**WORK INSTRUCTIONS**
Please read the email exchange below and state which version of VMD Luis Agullo says he uses.

**SELECTED TEXT**
=-=-=-=-=

Please let me know if you have further questions.

Best,
Peter

Luis Agullo (LAB) wrote:
> Of course! I include one of the pdb used attached to this mail.
>
> The process is simple, because I use most of the automatic options found
> in autopsfgen: I open autopsfgen, load the specific stream file for ATP in
> addition to the standard topology file, select 'Guess and Split Chains'
> and afterwards I 'Feel Lucky' and obtain the final autopsf file.
>
> Using the same procedure, the previous version maintains Mg2+ in the
> output files.
>
> IMPORTANT NOTES:
> - I use VMD 1.8.7 for Windows!
> - I observed a difference between VMDs when splitting chains (previous
> version of VMD recognize the 2 atoms of Mg2+ in positions 6018 and 6019 of
> the pdb file; however, the present version found 2 atoms of Mg2+, but at
> positions 6018-12037!?; I attached 2 images to show these different
> results).

=-=-=-=-=

**LISTED RECORDS**

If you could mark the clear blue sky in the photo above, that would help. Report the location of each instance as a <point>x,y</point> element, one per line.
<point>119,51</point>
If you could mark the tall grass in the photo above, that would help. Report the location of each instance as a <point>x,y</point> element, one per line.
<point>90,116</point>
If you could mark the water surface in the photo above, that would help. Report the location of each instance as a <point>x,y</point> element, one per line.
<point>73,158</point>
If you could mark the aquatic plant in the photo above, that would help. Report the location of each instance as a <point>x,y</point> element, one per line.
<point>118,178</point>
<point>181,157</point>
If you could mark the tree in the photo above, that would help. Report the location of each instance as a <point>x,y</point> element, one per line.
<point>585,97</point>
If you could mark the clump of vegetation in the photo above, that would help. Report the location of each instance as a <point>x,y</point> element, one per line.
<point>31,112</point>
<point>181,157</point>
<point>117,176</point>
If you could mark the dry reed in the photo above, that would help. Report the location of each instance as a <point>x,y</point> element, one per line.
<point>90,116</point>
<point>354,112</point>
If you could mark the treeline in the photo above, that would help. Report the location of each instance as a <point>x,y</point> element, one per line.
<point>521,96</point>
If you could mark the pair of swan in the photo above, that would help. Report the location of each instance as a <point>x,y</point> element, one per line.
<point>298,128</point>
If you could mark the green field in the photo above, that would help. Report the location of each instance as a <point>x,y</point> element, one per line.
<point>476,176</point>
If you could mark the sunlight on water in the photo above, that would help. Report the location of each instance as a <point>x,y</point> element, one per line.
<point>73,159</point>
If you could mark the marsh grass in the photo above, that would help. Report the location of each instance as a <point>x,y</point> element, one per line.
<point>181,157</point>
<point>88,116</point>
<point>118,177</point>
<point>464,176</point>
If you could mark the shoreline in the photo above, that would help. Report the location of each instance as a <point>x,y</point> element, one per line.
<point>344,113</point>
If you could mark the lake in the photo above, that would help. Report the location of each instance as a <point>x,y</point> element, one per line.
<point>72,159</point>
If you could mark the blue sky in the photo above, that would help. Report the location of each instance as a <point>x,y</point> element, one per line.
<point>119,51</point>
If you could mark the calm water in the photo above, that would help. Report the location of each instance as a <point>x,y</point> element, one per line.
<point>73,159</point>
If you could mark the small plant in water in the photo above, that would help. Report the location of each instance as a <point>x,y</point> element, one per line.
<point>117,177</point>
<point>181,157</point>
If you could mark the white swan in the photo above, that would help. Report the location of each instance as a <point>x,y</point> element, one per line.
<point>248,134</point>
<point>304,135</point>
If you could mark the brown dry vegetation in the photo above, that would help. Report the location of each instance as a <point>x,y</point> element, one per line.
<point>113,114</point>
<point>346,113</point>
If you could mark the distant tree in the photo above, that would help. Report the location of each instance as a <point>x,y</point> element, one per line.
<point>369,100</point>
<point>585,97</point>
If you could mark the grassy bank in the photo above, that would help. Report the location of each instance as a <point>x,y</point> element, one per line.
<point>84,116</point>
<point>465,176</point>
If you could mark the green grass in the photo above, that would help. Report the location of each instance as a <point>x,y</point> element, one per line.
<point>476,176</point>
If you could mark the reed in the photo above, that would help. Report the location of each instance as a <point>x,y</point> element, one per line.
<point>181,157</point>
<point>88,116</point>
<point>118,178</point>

=-=-=-=-=

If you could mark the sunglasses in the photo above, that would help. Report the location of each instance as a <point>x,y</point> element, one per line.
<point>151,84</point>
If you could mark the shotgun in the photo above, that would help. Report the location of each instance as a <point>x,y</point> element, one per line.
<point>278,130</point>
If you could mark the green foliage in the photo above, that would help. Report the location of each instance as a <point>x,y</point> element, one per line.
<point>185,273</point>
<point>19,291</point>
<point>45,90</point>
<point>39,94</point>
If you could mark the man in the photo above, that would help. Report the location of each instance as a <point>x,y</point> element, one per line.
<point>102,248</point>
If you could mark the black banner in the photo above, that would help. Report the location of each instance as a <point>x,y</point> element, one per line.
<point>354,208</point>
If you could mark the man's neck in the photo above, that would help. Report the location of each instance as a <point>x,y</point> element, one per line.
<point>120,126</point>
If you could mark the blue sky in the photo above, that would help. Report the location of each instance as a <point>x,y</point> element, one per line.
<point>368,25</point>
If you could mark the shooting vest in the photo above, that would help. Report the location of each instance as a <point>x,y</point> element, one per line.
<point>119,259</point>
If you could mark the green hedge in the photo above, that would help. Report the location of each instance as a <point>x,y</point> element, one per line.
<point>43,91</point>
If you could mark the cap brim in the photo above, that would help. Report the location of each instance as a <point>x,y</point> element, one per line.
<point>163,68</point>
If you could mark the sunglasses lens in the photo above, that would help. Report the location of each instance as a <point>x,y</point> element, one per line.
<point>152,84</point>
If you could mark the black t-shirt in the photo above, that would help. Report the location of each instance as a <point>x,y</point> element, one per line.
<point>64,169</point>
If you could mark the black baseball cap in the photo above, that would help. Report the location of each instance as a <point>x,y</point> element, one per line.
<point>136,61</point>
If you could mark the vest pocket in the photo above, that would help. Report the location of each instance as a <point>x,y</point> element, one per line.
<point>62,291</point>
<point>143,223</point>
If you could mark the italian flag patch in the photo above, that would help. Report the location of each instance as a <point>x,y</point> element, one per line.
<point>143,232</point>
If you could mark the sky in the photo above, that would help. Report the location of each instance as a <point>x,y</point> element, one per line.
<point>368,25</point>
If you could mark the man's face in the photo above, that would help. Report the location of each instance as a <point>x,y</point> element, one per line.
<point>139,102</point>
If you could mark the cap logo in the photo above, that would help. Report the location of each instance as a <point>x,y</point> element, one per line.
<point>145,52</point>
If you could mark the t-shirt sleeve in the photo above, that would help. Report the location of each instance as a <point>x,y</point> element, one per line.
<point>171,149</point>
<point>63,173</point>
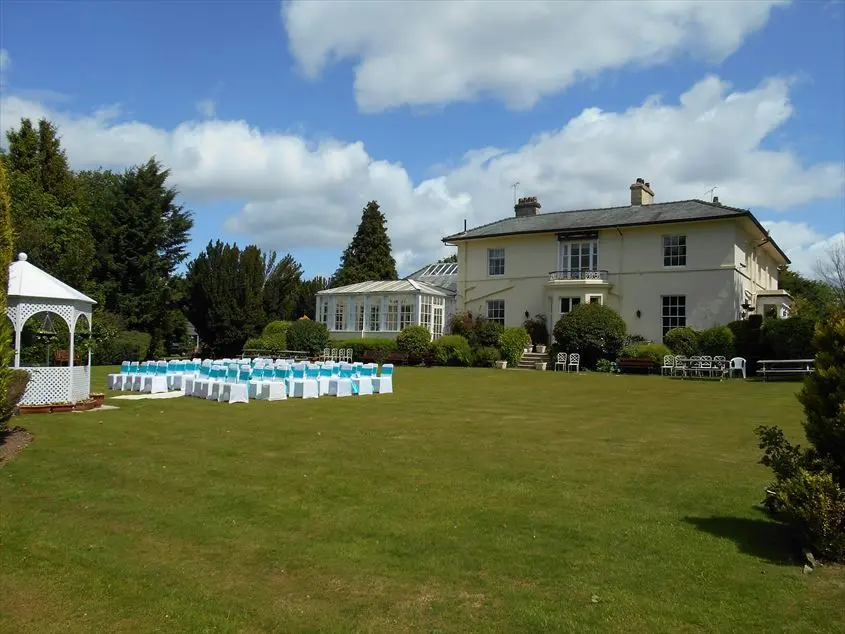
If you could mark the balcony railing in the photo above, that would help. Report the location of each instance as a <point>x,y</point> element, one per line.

=-=-=-=-=

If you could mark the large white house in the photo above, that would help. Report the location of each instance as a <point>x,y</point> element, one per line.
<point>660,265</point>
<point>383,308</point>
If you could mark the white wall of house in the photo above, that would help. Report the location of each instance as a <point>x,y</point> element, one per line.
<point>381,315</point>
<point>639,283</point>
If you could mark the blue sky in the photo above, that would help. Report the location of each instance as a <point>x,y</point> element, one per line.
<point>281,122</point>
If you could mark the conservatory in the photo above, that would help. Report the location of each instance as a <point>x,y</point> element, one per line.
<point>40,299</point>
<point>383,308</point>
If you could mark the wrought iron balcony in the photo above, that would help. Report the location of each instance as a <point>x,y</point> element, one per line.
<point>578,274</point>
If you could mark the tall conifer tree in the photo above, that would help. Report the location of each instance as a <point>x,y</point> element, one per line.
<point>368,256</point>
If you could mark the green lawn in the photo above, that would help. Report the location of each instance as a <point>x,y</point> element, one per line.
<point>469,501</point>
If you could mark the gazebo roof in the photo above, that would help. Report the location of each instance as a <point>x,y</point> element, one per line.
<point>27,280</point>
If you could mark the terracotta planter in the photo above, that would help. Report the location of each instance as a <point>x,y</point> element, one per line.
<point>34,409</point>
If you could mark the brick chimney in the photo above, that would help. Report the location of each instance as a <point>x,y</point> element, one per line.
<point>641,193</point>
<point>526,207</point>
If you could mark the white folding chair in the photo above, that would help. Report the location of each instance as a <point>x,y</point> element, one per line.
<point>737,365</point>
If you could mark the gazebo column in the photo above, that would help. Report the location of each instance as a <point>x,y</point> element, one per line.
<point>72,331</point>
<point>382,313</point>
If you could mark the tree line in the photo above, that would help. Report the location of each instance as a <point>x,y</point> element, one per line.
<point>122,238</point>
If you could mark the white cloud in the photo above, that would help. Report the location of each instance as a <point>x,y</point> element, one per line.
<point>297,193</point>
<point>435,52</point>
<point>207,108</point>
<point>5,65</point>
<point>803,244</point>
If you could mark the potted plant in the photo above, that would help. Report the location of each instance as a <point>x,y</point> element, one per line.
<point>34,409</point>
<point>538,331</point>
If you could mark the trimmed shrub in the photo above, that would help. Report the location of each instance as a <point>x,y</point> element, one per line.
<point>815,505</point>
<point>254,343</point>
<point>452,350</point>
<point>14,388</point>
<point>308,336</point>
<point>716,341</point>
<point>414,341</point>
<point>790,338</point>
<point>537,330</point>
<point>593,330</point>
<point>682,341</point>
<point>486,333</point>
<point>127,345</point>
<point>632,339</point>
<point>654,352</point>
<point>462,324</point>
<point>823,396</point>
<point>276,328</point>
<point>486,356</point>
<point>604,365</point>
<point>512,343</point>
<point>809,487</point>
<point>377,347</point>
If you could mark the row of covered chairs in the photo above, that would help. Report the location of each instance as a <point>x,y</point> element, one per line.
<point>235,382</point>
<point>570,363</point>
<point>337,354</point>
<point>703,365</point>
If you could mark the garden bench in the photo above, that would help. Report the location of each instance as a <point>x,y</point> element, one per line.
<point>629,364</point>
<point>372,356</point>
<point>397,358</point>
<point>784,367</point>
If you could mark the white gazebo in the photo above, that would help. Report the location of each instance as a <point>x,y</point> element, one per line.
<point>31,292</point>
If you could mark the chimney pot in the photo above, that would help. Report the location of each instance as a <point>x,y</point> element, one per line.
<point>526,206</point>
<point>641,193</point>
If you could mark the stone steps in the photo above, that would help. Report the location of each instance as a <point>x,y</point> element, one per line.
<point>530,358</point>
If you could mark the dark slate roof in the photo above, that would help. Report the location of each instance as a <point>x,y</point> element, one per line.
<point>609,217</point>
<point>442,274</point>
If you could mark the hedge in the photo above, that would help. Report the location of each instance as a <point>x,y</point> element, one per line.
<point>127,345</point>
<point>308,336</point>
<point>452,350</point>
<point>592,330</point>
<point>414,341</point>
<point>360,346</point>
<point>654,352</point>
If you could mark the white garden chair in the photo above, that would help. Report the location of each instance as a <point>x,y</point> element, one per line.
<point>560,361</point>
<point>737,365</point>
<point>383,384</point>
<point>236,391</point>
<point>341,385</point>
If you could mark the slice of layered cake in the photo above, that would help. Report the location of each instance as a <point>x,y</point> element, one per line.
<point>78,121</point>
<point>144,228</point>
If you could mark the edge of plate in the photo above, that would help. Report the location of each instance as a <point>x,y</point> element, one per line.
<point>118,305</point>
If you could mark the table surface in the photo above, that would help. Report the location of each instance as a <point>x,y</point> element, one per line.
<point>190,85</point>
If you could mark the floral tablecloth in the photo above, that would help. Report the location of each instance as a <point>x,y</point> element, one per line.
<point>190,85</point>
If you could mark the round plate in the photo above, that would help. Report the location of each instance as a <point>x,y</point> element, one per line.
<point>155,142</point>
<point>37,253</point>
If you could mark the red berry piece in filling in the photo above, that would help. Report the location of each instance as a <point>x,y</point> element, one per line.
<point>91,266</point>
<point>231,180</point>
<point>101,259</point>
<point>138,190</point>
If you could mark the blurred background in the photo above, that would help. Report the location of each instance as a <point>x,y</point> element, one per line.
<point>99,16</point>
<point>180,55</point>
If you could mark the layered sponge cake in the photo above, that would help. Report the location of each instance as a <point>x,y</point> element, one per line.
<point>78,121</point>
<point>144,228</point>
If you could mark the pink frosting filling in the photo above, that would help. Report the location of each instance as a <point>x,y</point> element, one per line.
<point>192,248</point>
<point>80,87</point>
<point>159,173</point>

=-=-=-=-=

**ANSWER TO THIS PROBLEM**
VMD 1.8.7 for Windows.